= Required task =
Pull out every line of the data below that contains the string "belt".

= Supplied material =

'''

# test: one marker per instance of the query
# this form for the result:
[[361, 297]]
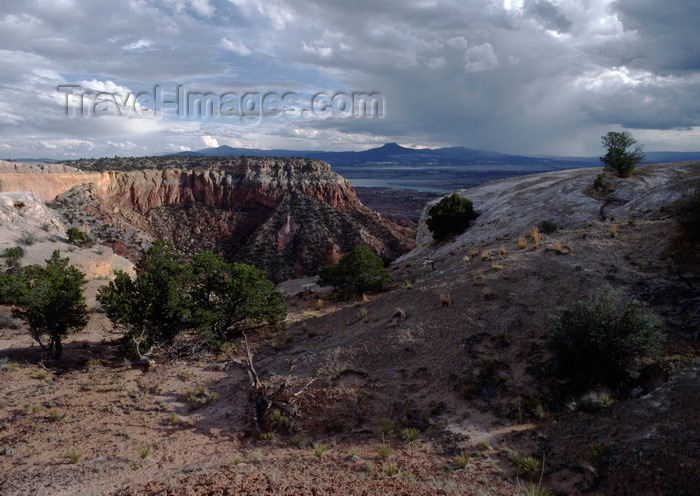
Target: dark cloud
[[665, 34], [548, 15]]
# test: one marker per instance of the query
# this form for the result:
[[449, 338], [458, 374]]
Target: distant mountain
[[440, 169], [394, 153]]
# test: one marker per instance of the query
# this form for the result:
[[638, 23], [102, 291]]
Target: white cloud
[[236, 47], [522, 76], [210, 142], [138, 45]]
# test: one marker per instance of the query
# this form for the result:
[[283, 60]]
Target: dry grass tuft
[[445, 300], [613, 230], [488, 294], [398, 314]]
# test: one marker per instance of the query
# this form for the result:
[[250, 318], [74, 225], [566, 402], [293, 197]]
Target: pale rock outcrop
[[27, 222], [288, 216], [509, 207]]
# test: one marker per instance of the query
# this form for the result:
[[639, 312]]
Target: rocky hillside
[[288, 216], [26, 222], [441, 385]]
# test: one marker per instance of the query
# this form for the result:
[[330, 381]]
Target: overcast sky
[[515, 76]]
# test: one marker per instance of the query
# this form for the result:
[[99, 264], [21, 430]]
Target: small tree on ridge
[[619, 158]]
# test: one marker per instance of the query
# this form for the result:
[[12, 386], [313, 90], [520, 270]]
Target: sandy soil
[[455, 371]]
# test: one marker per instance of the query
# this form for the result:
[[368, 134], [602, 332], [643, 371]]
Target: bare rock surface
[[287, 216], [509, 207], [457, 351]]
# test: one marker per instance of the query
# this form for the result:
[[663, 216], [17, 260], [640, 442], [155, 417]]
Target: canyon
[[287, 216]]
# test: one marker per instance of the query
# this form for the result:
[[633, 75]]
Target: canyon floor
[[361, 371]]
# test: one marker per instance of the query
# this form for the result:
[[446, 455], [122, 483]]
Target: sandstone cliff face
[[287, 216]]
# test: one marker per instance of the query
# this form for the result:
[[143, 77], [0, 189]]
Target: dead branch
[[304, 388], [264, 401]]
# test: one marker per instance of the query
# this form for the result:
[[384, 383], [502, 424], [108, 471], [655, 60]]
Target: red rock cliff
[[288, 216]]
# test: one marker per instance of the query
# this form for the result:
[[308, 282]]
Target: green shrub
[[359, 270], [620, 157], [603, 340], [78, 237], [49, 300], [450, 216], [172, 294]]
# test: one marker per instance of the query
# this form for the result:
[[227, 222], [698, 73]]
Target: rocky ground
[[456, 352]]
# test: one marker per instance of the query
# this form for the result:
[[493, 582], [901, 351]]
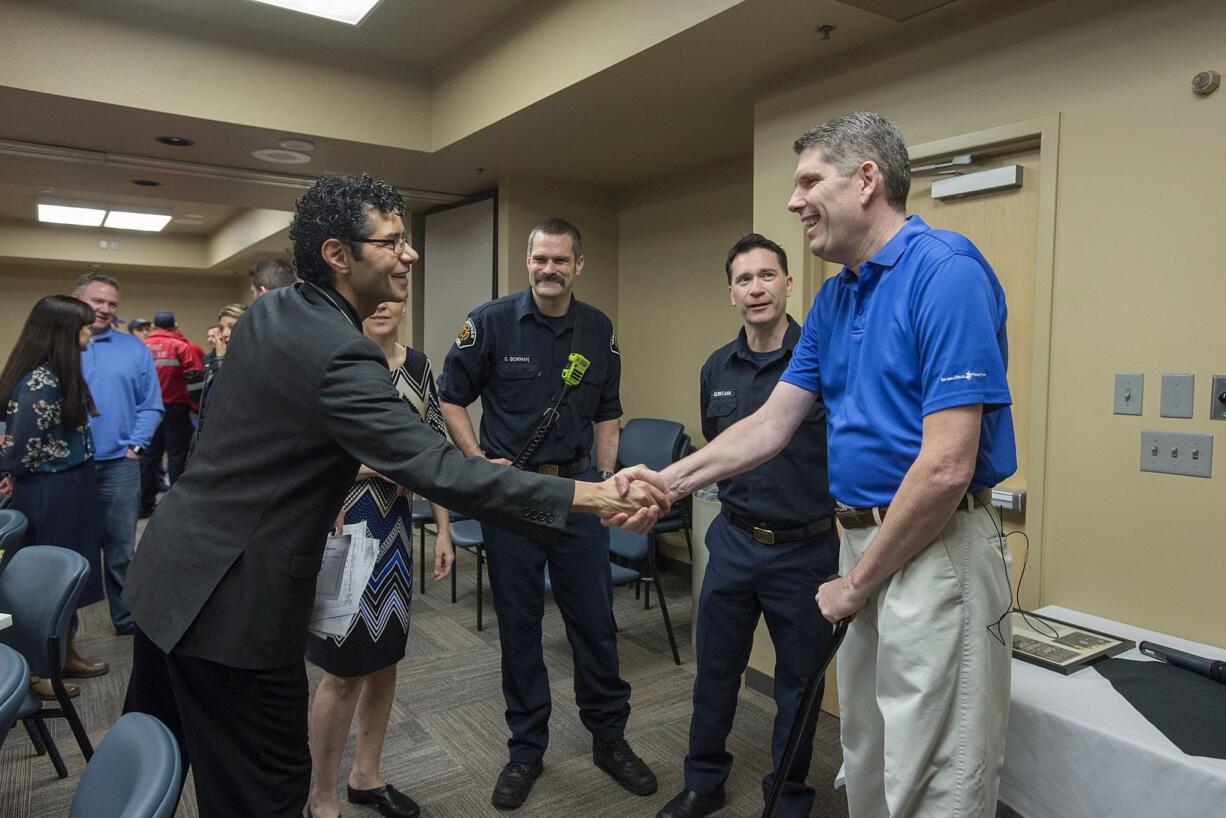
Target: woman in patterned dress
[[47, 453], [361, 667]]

'''
'''

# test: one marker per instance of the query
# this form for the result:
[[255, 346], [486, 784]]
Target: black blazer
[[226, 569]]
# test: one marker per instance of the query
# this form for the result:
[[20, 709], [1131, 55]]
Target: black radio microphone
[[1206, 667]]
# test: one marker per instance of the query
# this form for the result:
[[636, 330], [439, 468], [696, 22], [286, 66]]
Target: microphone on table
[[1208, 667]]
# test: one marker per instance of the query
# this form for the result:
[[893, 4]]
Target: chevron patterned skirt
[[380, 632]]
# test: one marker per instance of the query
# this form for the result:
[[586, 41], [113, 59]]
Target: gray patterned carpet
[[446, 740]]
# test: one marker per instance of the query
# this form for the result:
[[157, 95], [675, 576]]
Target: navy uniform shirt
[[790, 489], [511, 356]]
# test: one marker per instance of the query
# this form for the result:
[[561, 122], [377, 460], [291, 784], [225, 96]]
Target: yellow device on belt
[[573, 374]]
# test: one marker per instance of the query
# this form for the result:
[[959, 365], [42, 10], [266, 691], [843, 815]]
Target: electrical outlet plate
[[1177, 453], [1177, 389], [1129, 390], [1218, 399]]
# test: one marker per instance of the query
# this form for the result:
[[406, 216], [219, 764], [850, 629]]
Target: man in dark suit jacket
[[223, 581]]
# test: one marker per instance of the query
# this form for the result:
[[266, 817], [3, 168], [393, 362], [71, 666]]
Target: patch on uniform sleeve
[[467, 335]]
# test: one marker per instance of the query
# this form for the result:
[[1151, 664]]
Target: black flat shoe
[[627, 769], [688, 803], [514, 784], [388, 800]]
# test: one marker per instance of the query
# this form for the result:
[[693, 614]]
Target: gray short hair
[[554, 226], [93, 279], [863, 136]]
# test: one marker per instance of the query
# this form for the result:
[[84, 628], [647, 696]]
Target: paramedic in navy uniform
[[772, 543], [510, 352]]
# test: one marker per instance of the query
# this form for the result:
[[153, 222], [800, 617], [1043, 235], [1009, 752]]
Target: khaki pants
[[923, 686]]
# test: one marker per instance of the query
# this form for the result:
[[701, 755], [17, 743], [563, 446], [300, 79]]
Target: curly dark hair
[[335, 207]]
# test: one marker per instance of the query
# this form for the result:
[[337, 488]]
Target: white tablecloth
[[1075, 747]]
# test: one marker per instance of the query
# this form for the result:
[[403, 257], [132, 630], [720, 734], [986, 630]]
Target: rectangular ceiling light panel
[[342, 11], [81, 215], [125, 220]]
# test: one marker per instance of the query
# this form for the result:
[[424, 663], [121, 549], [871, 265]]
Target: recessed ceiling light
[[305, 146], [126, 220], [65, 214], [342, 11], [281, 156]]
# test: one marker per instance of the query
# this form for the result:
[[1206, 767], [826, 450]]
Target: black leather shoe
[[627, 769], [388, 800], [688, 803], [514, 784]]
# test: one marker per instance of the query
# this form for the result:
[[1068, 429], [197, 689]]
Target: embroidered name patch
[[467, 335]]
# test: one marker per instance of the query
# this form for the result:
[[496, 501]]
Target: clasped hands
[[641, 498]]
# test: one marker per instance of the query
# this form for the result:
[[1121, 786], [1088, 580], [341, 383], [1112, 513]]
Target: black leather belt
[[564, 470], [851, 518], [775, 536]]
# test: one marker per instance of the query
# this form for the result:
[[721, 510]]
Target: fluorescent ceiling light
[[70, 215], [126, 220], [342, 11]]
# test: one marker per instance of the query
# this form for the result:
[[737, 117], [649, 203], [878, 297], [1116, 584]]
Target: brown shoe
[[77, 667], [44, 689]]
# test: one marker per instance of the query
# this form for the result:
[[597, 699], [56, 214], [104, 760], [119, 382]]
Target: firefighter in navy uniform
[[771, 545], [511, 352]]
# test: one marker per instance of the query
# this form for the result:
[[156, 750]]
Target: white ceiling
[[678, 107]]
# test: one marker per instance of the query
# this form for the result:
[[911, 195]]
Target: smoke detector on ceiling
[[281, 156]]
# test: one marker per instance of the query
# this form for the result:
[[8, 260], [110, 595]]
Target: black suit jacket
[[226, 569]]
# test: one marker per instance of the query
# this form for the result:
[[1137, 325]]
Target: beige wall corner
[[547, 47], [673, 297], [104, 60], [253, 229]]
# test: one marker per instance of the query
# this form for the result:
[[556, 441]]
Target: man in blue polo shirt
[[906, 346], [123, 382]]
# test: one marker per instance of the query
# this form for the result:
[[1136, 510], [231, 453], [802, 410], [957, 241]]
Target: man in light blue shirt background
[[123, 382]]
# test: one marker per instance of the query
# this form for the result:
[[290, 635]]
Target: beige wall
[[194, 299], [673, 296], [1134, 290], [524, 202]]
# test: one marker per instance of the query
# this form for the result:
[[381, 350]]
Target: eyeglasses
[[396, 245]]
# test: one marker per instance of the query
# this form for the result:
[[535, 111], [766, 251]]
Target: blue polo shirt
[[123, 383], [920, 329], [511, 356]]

'''

= Exercise result =
Target: yellow device on belt
Target: black leather belt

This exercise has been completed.